Task to carry out: Produce an exact copy of all the records.

Stored records:
──────────

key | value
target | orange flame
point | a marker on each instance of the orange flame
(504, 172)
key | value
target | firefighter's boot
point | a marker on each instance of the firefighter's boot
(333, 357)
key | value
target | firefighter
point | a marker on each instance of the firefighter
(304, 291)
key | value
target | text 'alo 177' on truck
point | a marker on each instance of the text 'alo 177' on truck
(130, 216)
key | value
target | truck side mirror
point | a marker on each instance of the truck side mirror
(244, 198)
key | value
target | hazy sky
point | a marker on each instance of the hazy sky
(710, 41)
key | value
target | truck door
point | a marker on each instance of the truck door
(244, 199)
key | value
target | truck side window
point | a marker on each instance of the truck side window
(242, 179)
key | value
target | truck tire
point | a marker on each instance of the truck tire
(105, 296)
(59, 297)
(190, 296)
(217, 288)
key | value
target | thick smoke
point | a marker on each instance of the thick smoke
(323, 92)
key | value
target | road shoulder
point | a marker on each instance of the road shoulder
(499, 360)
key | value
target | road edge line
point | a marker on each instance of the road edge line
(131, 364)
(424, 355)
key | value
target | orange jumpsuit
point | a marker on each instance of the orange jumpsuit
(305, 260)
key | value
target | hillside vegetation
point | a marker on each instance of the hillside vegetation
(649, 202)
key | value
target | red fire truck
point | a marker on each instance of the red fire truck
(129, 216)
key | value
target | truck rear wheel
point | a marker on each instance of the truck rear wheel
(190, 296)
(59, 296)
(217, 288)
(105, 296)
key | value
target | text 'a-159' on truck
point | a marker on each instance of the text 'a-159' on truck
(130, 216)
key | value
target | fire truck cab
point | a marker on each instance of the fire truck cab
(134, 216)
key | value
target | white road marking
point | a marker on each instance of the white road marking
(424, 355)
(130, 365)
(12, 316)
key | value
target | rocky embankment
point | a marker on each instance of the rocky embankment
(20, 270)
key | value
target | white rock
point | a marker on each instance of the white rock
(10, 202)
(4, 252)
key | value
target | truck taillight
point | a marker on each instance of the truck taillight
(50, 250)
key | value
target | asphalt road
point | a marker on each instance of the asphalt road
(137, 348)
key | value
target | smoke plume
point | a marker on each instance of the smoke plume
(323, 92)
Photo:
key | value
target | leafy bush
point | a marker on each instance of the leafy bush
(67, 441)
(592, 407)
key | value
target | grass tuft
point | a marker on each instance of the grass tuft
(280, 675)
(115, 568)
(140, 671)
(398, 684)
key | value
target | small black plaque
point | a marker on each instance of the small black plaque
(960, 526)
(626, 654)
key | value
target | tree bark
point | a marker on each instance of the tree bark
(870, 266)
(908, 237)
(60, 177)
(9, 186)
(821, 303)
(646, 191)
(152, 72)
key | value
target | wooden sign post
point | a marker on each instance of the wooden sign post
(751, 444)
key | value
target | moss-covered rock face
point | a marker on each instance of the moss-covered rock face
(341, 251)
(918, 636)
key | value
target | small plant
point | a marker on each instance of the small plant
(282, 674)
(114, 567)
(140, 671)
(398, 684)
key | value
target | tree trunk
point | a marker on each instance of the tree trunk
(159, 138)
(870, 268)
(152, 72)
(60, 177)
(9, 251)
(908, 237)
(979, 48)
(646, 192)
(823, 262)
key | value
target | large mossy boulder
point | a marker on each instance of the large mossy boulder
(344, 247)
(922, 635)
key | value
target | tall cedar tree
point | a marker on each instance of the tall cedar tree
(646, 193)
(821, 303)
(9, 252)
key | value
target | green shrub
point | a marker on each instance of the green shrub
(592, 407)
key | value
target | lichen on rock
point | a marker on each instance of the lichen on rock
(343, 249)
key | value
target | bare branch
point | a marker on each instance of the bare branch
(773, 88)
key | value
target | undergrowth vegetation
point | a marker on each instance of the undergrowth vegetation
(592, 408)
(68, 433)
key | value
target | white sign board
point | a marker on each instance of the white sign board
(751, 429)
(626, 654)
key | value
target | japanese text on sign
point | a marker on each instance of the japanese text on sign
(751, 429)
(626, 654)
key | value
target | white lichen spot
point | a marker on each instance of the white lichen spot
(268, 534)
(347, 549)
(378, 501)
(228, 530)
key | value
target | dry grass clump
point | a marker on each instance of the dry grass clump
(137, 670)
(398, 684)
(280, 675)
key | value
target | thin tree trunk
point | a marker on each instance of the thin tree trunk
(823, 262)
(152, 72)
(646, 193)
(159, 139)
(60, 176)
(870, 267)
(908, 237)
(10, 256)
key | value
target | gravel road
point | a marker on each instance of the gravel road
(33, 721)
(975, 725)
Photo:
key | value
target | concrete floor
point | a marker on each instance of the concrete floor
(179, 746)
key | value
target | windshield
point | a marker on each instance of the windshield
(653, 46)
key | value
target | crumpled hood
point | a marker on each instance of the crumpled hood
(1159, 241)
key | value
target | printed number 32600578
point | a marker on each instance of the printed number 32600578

──────────

Response below:
key | value
target | orange flame
point | a marker on each instance of the orange flame
(504, 172)
key | value
target | firefighter's boot
point | a marker on each instance of the firefighter's boot
(333, 357)
key | value
target | firefighter
point | a marker on each instance of the firefighter
(304, 291)
key | value
target | text 'alo 177' on truck
point | a marker on each instance of the text 'alo 177' on truck
(130, 216)
key | value
target | truck side mirror
point | a marker on each instance of the truck side mirror
(244, 198)
key | value
target | hazy sky
point | a marker on each instance of the hazy sky
(710, 41)
key | value
target | truck door
point | a marker on each instance of the truck door
(244, 199)
key | value
target | truck side window
point | a marker on each instance of the truck side window
(242, 179)
key | value
target | truck tire
point | a marker on each instance of the truck tire
(105, 296)
(59, 297)
(190, 296)
(217, 288)
key | value
target | thick smoke
point | a marker on each instance of the thick smoke
(323, 92)
key | value
target | road shoulder
point | a marker on each instance of the road shoulder
(499, 360)
key | value
target | road edge line
point | a marker on each instance of the road edge line
(131, 364)
(424, 355)
key | value
target | orange jumpsuit
point | a marker on each instance of the orange jumpsuit
(305, 260)
key | value
target | hillside vegetation
point | a marker on each instance of the hillside vegetation
(649, 202)
key | value
target | red fire truck
point | a marker on each instance of the red fire truck
(129, 216)
key | value
target | truck rear wheel
point | a marker on each instance of the truck rear wheel
(190, 296)
(59, 296)
(217, 288)
(105, 296)
key | value
target | text 'a-159' on truck
point | a marker on each instance of the text 'a-159' on truck
(130, 216)
key | value
target | fire truck cab
point | a marker on each instance of the fire truck cab
(134, 216)
key | value
target | white road marking
point | a marker on each instance of the white road marking
(424, 355)
(130, 365)
(12, 316)
key | value
target | rocky embankment
point | a marker on each instance of the rocky embankment
(20, 270)
key | value
target | white rock
point | a marker on each instance of the white rock
(10, 202)
(4, 252)
key | value
target | truck taillight
point | a marker on each instance of the truck taillight
(50, 250)
key | value
target | asphalt road
point | a marker on each instance of the asphalt road
(137, 348)
key | value
target | smoke plume
point | a marker on each instance of the smoke plume
(323, 92)
Photo:
key | value
target | leafy bush
point | a marker on each instance of the leafy bush
(67, 441)
(592, 407)
key | value
target | grass tuft
point | a marker on each instance of the grass tuft
(280, 675)
(115, 568)
(140, 671)
(398, 684)
key | value
target | small black plaque
point | a marker on each instance of the small black plaque
(960, 526)
(626, 654)
key | value
target | tree bark
point | a marker on each instance of the tree bark
(870, 266)
(908, 237)
(60, 177)
(9, 186)
(821, 303)
(646, 191)
(152, 72)
key | value
target | wooden sign post
point | a marker on each instance of the wooden sign post
(751, 444)
key | value
target | moss-covered rock face
point | a marker on each instance of the moss-covered rock face
(341, 251)
(918, 636)
key | value
target | small plant
point | a marker on each instance of the small plant
(282, 674)
(114, 567)
(140, 671)
(398, 684)
key | value
target | tree trunk
point | a marker on each instance of the tree trunk
(159, 138)
(870, 268)
(152, 72)
(60, 177)
(9, 251)
(908, 237)
(979, 48)
(646, 192)
(823, 262)
key | value
target | large mossy boulder
point | a marker on each instance of the large mossy boulder
(344, 247)
(922, 635)
key | value
target | tall cedar tree
point | a marker on each instance of the tall cedar tree
(646, 193)
(821, 303)
(9, 252)
key | value
target | green shrub
point | a marker on each instance of the green shrub
(592, 407)
key | value
target | lichen on rock
point | a marker on each instance of the lichen on rock
(343, 249)
key | value
target | bare branch
point | a marker on each instance of the bare branch
(773, 88)
key | value
target | undergrowth vegetation
point | a marker on each instance of the undergrowth vegetation
(592, 408)
(68, 433)
key | value
target | white sign board
point | a marker on each instance of the white sign board
(751, 429)
(626, 654)
key | value
target | japanese text on sign
point | a marker on each instance of the japanese text on sign
(751, 429)
(626, 654)
key | value
target | white lichen spot
point | a marker on each instance of the white lichen spot
(268, 534)
(347, 549)
(378, 501)
(228, 530)
key | value
target | dry grass clump
point | a marker on each instance of the dry grass clump
(137, 670)
(398, 684)
(280, 675)
key | value
target | thin tree trunk
point | a marker on each instance of the thin tree trunk
(823, 262)
(152, 72)
(646, 193)
(159, 139)
(60, 176)
(870, 267)
(908, 237)
(10, 256)
key | value
target | gravel road
point | a marker on each instance of the gravel road
(33, 721)
(975, 725)
Photo:
key | value
target | concrete floor
point | a marker on each instance of the concrete floor
(179, 746)
key | value
target | windshield
point | a marker on each instance of the windshield
(653, 46)
key | value
target | crumpled hood
point | a marker on each instance of the crumpled hood
(1159, 241)
key | value
target | printed number 32600578
point | a marker on each instance of the printed number 32600578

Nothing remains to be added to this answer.